Please write the following entries out once more, exactly.

(Dataset entries)
******************************

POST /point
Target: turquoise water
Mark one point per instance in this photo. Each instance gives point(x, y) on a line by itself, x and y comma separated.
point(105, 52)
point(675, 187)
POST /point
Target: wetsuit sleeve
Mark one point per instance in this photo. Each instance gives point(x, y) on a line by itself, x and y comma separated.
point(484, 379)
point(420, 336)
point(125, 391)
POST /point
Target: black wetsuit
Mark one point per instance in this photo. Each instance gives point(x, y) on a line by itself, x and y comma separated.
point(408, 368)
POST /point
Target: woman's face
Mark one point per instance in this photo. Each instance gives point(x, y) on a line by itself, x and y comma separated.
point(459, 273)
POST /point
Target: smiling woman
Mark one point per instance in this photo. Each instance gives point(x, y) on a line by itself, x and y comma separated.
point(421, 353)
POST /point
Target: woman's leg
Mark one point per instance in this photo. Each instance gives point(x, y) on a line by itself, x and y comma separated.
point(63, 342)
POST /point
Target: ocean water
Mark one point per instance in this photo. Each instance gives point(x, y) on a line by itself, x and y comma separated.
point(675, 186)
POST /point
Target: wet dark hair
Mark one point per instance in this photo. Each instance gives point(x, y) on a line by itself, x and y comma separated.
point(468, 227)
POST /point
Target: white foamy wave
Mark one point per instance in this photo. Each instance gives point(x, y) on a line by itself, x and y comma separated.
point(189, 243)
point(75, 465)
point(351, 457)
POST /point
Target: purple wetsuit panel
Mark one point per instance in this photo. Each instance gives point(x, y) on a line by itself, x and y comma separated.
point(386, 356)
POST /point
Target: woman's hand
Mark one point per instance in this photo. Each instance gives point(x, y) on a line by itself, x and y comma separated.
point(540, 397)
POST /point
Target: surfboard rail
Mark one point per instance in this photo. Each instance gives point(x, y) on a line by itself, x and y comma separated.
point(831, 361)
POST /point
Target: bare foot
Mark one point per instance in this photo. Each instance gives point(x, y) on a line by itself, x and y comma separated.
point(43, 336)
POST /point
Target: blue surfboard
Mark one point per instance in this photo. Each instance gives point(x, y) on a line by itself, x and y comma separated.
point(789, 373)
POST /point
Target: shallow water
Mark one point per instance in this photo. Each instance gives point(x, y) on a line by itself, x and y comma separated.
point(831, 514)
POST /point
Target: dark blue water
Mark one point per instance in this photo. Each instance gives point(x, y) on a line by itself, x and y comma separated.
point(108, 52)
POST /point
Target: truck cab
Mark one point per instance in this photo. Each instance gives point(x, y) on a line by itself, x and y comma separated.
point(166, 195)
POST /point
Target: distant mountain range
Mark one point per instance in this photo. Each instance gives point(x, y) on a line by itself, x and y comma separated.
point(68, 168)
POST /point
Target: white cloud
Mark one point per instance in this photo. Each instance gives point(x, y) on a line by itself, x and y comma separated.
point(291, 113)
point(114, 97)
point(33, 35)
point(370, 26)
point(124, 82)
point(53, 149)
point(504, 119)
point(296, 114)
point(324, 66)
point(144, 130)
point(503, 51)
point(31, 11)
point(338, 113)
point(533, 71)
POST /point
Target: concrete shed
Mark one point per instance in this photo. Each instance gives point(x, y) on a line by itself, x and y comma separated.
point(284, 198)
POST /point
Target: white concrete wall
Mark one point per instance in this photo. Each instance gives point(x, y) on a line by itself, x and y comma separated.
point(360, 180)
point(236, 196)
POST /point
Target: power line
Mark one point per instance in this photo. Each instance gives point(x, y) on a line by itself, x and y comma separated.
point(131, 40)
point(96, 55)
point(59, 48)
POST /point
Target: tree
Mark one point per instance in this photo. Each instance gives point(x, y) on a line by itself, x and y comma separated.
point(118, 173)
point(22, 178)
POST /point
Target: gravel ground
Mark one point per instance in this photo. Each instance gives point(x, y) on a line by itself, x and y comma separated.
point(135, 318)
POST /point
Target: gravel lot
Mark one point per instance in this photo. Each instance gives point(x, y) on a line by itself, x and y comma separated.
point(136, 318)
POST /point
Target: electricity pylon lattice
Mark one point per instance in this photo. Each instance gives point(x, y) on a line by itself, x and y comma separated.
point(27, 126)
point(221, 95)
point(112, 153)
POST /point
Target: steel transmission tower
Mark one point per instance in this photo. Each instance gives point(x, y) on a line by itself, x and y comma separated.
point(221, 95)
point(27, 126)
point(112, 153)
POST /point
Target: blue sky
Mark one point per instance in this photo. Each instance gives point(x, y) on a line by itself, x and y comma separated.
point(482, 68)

******************************

(Exercise answer):
POST /point
Target: turquoise water
Mark one point per instance in this photo. Each instance gives point(x, y) on a line by itself, x and y comma separated.
point(105, 52)
point(675, 187)
POST /point
Target: wetsuit sleeve
Mark one point per instance in this photo. Each instance gives point(x, y) on a line by itself, x and y comma separated.
point(484, 379)
point(420, 336)
point(125, 391)
POST /point
Target: black wetsuit
Mark one point per instance in this photo. Each instance gives point(x, y) on a line by itself, x and y comma separated.
point(408, 368)
POST /point
Target: woman's face
Mark one point per instance in this photo. Each instance gives point(x, y) on a line by itself, x and y comma separated.
point(459, 273)
POST /point
Target: smiling woman
Mark one point per instance in this photo. Each instance gives point(x, y) on a line by itself, x and y comma separated.
point(421, 353)
POST /point
Target: woman's leg
Mark one point per instance in this photo. Each instance gives point(x, y) on a line by itself, x and y comma separated.
point(63, 342)
POST /point
Target: ocean water
Mark one point per instance in this photo. Each instance gives point(x, y) on a line by itself, x and y comma separated.
point(675, 186)
POST /point
Target: wet dark hair
Mark one point per instance in this photo. Each instance gives point(x, y) on a line by itself, x and y comma separated.
point(468, 227)
POST /point
Target: white foamy wave
Mark one point per instance in this photo. Each instance gives point(x, y) on a line by itself, x and y comma separated.
point(189, 243)
point(75, 465)
point(351, 457)
POST /point
Target: purple wetsuit panel
Mark one point per instance in this photo. Each instance gives point(x, y) on a line by itself, x and y comma separated.
point(386, 356)
POST /point
Target: woman's hand
Mark one point per instance in this photo. Each instance gives point(x, y) on a line by itself, x and y comma separated.
point(540, 397)
POST /point
Target: surfboard rail
Mark one point per instance in this photo. Each instance gives point(x, y) on a line by itself, x and y comma separated.
point(831, 361)
POST /point
Target: bare foot
Mark one point per instance in this photo. Each instance gives point(x, y) on a line by itself, x and y comma separated.
point(43, 336)
POST /point
Target: blue surfboard
Mark one point per instance in this photo. Each instance gives point(x, y) on a line by itself, x and y comma separated.
point(789, 373)
POST /point
Target: shallow water
Mark one point per instance in this photo. Each instance gives point(x, y) on a line by itself, x and y comma separated.
point(831, 514)
POST /point
Target: dark blue water
Mark one point per instance in this photo. Each instance gives point(x, y) on a line by itself, x and y comma separated.
point(108, 52)
POST /point
Target: truck cab
Mark one point per instance in this photo. Each instance gives point(x, y) on a line by itself, x and y comma separated.
point(166, 195)
POST /point
Target: distant mountain range
Mark one point per instance in this photo. Each instance gives point(x, y) on a line by itself, x and y comma separated.
point(68, 168)
POST /point
Target: white cloud
Mark one point per instance in this photo. Each instance gives point(x, y) on a line by itself, x and y comma separated.
point(291, 113)
point(114, 97)
point(33, 35)
point(370, 26)
point(124, 82)
point(53, 149)
point(504, 119)
point(296, 114)
point(324, 66)
point(144, 130)
point(503, 51)
point(31, 11)
point(338, 113)
point(533, 71)
POST /point
Target: concrete shed
Mark one point per instance in this photo. Each instance gives point(x, y) on a line by itself, x and y comma separated.
point(284, 198)
POST /point
Target: white concrete wall
Mark one point per instance in this photo. Each instance gives point(x, y) on a line by itself, x and y comma separated.
point(360, 180)
point(236, 196)
POST /point
Target: power line
Mark one point per instance in this photo. Each instance gives point(x, y) on a line by itself, x and y comma separated.
point(131, 40)
point(96, 55)
point(59, 48)
POST /point
Target: tree
Mark one point per instance in this photo. Each instance gives point(x, y) on a line by itself, x and y comma separated.
point(118, 173)
point(22, 178)
POST /point
Target: gravel ground
Mark one point per instance in this photo. Each instance gives point(x, y) on a line by itself, x and y comma separated.
point(135, 318)
POST /point
Target: gravel lot
Mark one point per instance in this photo. Each instance gives point(x, y) on a line by itself, x and y comma separated.
point(136, 318)
POST /point
Target: electricity pylon lattice
Mark one point per instance in this photo. Each instance gives point(x, y) on a line by itself, x and y comma separated.
point(27, 126)
point(221, 95)
point(112, 153)
POST /point
Target: steel transmission tower
Mark one point per instance in this photo. Each instance gives point(x, y) on a line by itself, x and y comma separated.
point(221, 95)
point(27, 126)
point(112, 153)
POST /point
Target: blue sky
Mark one point per instance in this photo. Each instance gives point(x, y) on a line by itself, x and y comma separated.
point(482, 68)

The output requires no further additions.